## Quoted passage
◆ ◆ ◆ ◆ ◆

[sc34wg3] SAM issue: sam-conformance

Lars Marius Garshol sc34wg3@isotopicmaps.org
23 Apr 2003 00:49:00 +0200


I created an issue for this, since I think we have to discuss this
properly. I was going to do it anyway, but now is the perfect time
since you've taken me up on this discussion.

Note, I say SAM throughout to keep the discussion simple. I know
there's some dissent about whether there should be separate SAM and RM
specifications, but let's ignore that while discussing this. The
conformance issue would play out in exactly the same way whether we
were talking about RM, SAM, or RM+SAM.

* Patrick Durusau
|
| Well, perhaps not a technical issue but the problem of the SAM not
| really requiring any sort of conformance seems like a problem to
| me. Difficult to see first of all how one can have a standard data
| model that does not require some level of conformance.
|
| Even harder to see how a TMCL or TMQL could be based on a data model
| that requires no conformance. 

I started out with the same view as you on this but gradually came to
think myself mistaken in that. I'll try to explain why below.

In my view we have to look at the conformance of each piece of the
puzzle separately. That is, they'll all have their own definition of
what it means to conform, but that definition may well tie in with
what is specified in the other documents.

Now, I should probably start of with what I believe the value of a
conformance clause is. In my view a standard (as opposed to a
technical report) exists in order to ensure interoperability, possibly
of data, possibly of software. Interoperability means ensuring that
different implementations will produce the same end-user results given
the same inputs. (Inputs here being both data and application logic in
whatever form.) 

I also think that restrictions on applications and implementations are
not inherently good; they are only means to achieve an end. So there
shouldn't be any more restrictions than there need to be. Only
restrictions that improve interoperability are of any value. And to
improve interoperability a restriction has to be very very precise.


The conformance clause of XTM I think should say that a document
conforms when it is valid according to the normative schema and can be
deserialized into a SAM instance without triggering errors
(XTM-specific errors or general SAM errors). Note that here the
syntaxes normatively reference the SAM, but it is only the conformance
clauses in the XTM documents that come into play.

As for implementations, I think they should be said to conform when
they can do an XTM1 -> SAM -> XTM2 roundtrip where XTM1 and XTM2
deserialize to logically equivalent SAM instances. SAM will have to
specify exactly what this means by describing a comparison procedure.

◆ ◆ ◆ ◆ ◆

## Source excerpt
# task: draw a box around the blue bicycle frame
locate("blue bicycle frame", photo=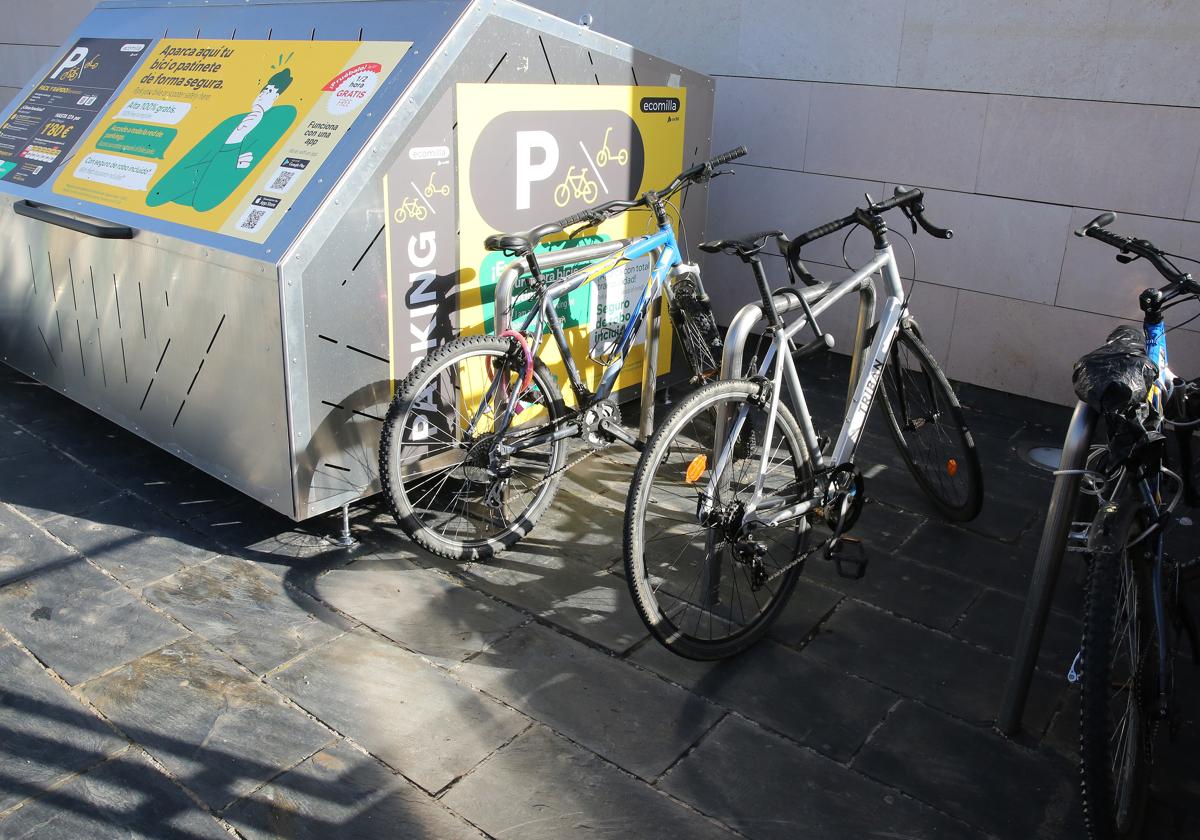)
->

◆ ◆ ◆ ◆ ◆

## Task instructions
(a) From the post on SAM conformance, quote the passage between "[sc34wg3] SAM issue: sam-conformance" and "on this discussion.", inclusive.
(b) Answer these questions from the post on SAM conformance:
(i) What does the post say interoperability means?
(ii) Under the proposed XTM conformance clause, when does a document conform?
(iii) What must SAM describe to specify what a logically equivalent roundtrip means?

## In response
(a)
[sc34wg3] SAM issue: sam-conformance

Lars Marius Garshol sc34wg3@isotopicmaps.org
23 Apr 2003 00:49:00 +0200


I created an issue for this, since I think we have to discuss this
properly. I was going to do it anyway, but now is the perfect time
since you've taken me up on this discussion.

(b)
(i) It means ensuring that different implementations will produce the same end-user results given the same inputs.
(ii) When it is valid according to the normative schema and can be deserialized into a SAM instance without triggering errors.
(iii) A comparison procedure.